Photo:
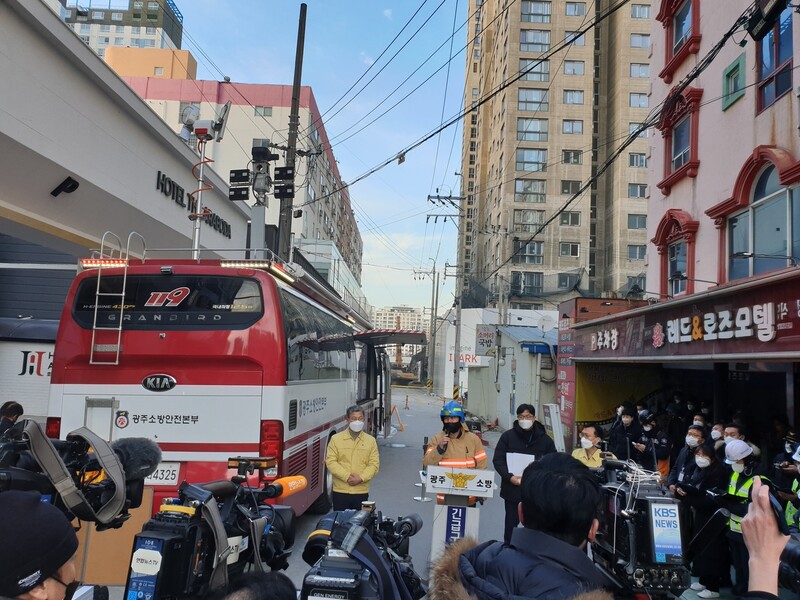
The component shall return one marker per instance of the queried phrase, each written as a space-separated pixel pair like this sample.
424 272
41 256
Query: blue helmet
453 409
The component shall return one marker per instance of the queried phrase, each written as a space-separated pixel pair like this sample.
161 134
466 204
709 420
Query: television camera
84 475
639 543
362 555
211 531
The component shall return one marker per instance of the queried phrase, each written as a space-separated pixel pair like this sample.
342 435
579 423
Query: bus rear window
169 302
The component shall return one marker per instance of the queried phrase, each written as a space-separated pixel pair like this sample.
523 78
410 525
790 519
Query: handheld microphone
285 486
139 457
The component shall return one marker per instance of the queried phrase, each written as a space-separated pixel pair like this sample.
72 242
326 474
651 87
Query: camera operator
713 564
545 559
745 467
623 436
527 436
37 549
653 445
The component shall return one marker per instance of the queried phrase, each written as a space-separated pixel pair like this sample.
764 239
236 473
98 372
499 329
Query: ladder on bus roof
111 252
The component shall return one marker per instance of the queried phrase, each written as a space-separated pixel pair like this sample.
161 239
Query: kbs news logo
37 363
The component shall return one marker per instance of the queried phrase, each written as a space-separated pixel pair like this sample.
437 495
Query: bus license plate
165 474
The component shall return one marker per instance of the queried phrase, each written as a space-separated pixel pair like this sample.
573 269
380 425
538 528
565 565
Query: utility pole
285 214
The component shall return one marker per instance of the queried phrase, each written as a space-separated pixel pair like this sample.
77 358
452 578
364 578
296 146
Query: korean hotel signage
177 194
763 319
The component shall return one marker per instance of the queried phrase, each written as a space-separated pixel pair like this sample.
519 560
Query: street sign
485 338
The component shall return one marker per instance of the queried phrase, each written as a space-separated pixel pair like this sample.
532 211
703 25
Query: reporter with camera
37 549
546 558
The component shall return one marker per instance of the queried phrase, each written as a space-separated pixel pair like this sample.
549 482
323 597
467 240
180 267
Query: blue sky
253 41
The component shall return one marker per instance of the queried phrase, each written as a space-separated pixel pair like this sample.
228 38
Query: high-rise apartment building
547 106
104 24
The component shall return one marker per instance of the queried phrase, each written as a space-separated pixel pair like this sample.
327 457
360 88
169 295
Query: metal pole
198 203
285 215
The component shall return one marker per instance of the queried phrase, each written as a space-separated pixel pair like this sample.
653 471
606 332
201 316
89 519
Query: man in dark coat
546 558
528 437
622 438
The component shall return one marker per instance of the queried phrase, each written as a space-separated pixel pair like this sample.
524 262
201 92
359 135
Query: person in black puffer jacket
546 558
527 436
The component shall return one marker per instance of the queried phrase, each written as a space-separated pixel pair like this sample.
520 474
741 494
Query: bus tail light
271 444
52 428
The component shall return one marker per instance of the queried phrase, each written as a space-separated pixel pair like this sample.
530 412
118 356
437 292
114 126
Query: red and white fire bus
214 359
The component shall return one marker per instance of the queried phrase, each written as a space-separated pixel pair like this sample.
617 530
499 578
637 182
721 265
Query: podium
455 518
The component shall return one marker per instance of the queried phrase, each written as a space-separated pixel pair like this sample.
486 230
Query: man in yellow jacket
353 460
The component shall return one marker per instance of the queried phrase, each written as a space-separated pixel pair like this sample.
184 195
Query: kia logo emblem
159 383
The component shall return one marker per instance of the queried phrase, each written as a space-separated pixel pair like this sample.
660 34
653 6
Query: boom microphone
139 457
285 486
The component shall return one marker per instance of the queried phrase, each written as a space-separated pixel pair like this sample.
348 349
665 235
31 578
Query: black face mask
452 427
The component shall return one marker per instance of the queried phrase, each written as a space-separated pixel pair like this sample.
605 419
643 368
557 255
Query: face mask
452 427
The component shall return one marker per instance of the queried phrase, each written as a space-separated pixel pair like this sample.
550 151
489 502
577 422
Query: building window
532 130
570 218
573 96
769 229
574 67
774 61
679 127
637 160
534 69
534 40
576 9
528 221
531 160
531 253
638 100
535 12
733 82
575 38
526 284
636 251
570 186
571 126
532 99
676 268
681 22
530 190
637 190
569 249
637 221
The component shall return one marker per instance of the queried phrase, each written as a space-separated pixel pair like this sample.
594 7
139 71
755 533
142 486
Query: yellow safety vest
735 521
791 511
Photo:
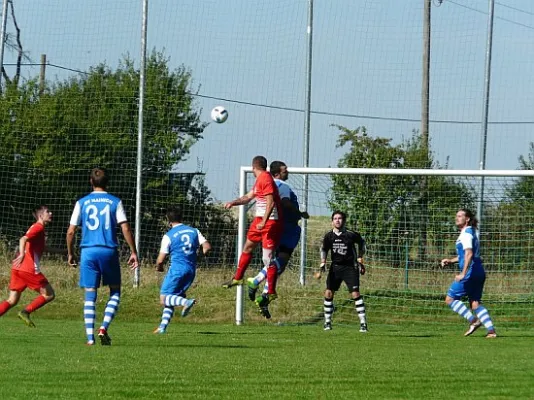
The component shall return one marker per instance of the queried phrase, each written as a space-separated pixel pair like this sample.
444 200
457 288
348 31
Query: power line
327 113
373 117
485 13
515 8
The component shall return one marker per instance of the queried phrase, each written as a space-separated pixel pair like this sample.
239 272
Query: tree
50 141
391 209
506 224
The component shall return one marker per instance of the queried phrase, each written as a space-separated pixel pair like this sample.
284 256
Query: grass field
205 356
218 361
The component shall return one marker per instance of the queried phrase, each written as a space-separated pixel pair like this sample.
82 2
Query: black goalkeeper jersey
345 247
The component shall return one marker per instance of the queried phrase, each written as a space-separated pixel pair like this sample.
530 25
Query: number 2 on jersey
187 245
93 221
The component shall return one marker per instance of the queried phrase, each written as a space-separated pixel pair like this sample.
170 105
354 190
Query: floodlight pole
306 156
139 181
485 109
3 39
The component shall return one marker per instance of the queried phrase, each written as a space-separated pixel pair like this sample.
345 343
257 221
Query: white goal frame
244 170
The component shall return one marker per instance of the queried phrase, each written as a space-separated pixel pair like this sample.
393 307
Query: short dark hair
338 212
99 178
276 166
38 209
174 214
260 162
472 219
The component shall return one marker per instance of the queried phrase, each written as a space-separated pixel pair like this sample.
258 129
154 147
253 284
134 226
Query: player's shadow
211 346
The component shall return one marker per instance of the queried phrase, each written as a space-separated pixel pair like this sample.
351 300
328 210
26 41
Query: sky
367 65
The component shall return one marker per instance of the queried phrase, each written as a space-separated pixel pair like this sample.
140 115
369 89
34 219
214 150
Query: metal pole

........

§ TASK INSTRUCTIONS:
Could the data above be returned in full, exactly, with every image left out?

§ WRITTEN SOLUTION:
Photo:
The component shall return one marker per instance of the queried phrase, each written as a space-separated pixel pair like this sample.
424 272
41 256
Query: blue helmet
453 409
The component shall return one marker per instance of the queried phrase, each written as a space-separated pixel pair like this sample.
161 134
466 204
709 420
Query: television camera
84 475
639 543
362 555
211 531
The component shall return one marker per instance of the queried phrase, each written as a space-separated pixel pair like this sample.
342 435
579 423
Query: bus rear window
169 302
The component shall return one marker per instance of the queried phrase, each written as a space-separated pixel pair like this sample.
523 78
410 525
790 519
Query: handheld microphone
285 486
139 457
The component shall return one marker per instance of the queried phrase, each written as a space-separated pixel pair like this sample.
72 242
326 474
651 87
Query: camera operator
713 564
545 559
745 467
623 436
527 436
37 549
653 445
The component shall return one marker per instance of the queried phrase, each written as a space-separated pixel pair like this sample.
764 239
236 473
98 372
499 329
Query: ladder on bus roof
111 252
The component shall return one marker per instance of the queried phrase, each written as a space-separated pixel pair like this sample.
161 239
Query: kbs news logo
37 363
The component shall return one marker per instance of the queried phrase, each written as a space-separated pixel pair like this sample.
437 495
Query: bus license plate
165 474
The component shall return one marker per instance of the queried phrase, each written as a space-separated pixel pair like this sample.
573 269
380 425
538 528
565 565
Query: utility pole
285 214
The component shall return one marker per instance of the queried phrase, each written as a space-separated pixel pair like this sample.
77 358
452 578
364 578
296 146
Query: korean hotel signage
177 194
763 319
The component shall return one marker per instance of the queried phrase, each written as a space-separated pixel pair like this sample.
519 560
Query: street sign
485 338
The component shall return one marker per instance of the queried phrase, each written as a space-separated pixel pair like this sample.
532 211
703 25
Query: reporter with camera
37 549
546 558
The component shall return one marker per instance of the queried phrase, each written as a space-separated pixel pair like this sample.
549 482
323 597
467 240
180 267
Query: blue sky
253 41
The component shall return one marker per instance of the queried phrase, each written as a space-separated pixel pair like this sample.
228 38
Query: high-rise apartment building
547 106
104 24
The component shall return one marker per instance of the queried phrase, each written as a space-separated pixel pair like this sample.
327 457
360 88
169 295
Query: metal pole
198 203
285 215
The component shall return one marker per instance of the queried phrase, each written as a space-separated pixel pair like this sample.
653 471
606 332
201 316
89 519
Query: man in dark coat
546 558
528 437
622 438
The component shall return one marker per instance of the queried phrase, each written as a space-separated pixel pair like this sample.
524 262
201 92
359 135
Query: person in black puffer jacket
546 558
527 436
The component shall return one marker per instance of the queried phrase, each written as a space-separated pixel pair like this sample.
520 474
741 494
Query: bus tail light
271 444
52 428
The component shall return one marker per instance of the queried phrase, each written as a space-separated pixel pair like this sample.
530 412
118 356
437 292
114 126
Query: red and white fire bus
214 359
The component shall return one marker per instance of the queried phrase, each written as a space-separated pixel pair like this sample.
617 530
499 578
637 182
721 265
Query: podium
455 518
The component shall return one marker per instance of the queried phrase, each written as a space-separated pixel pair like this sample.
486 230
Query: man in yellow jacket
353 460
The component shall return one marker per instance of the queried phrase, each written as a space-separated pixel pair like this sample.
184 195
Query: kia logo emblem
159 383
The component shall return one marker per instance of the queried phrase, each written as a space-separated pixel pair like this sample.
660 34
653 6
Query: boom microphone
139 457
285 486
The component shall return one marker per instance of the queried phrase, each written as a space-separated pixel pair like this sample.
348 349
665 235
31 578
Query: black face mask
452 427
The component shall return one marker per instance of the queried phrase, each written as a space-separated pixel pair like this sample.
605 419
643 368
557 255
Query: face mask
452 427
The component shall return one marker per instance of the queried phrase, each written as a space-separated pixel pair like this sample.
550 151
489 502
577 422
Query: building window
532 130
570 218
573 96
769 229
574 67
774 61
679 127
637 160
534 69
534 40
576 9
528 221
531 160
531 253
638 100
535 12
733 82
575 38
526 284
636 251
570 186
571 126
532 99
676 268
681 22
530 190
637 190
569 249
637 221
The component shall return one marker per instance of the queried phrase, each written as a space-separated pixel pair like this sample.
594 7
139 71
755 533
142 486
Query: yellow safety vest
735 521
791 511
Photo:
The component shall return one marker per instance of the queried phrase, each written as a space-separated pixel pair like this sample.
444 200
457 288
348 31
Query: power line
327 113
373 117
485 13
515 8
The component shall return one marker per instance of the queried phrase, each written as a space-separated pixel pair like this sample.
239 272
Query: tree
50 141
391 209
506 224
The component shall return one marker per instance of the queried phrase, each written as a space-separated pixel pair like this sample.
284 256
Query: grass field
205 356
218 361
The component shall return one marker per instance of the queried phrase, each written as a space-separated pixel pair like this sample.
82 2
Query: black goalkeeper jersey
345 247
The component shall return one marker per instance of the queried phrase, each written as a space-separated pixel pair like this sample.
530 25
Query: number 2 on jersey
187 245
93 221
The component shall return one marker per instance of the queried phrase, each written as a space-separated pixel pair like this sample.
170 105
354 190
Query: floodlight pole
306 156
139 181
485 109
3 39
The component shall return one marker per instance of the queried phrase, each written as a space-separated pixel pair like this sample.
345 343
257 221
Query: white goal frame
244 170
The component shall return one marker per instance of the queried phrase, each written as a space-separated pixel pair like this sample.
393 307
Query: short dark hair
338 212
99 178
276 166
38 209
174 214
260 162
472 219
The component shall return one marker per instance of the queried phrase, each written as a space-separated pixel pair like this sample.
258 129
154 147
253 284
134 226
Query: player's shadow
211 346
The component shall return one marker per instance of the queried phrase, each written as a space-separated pixel pair like this sample.
351 300
328 210
26 41
Query: sky
367 65
The component shall return one marker per instance of the queried phrase, each written as a space-separated pixel pair like this sample.
140 115
369 89
34 219
214 150
Query: metal pole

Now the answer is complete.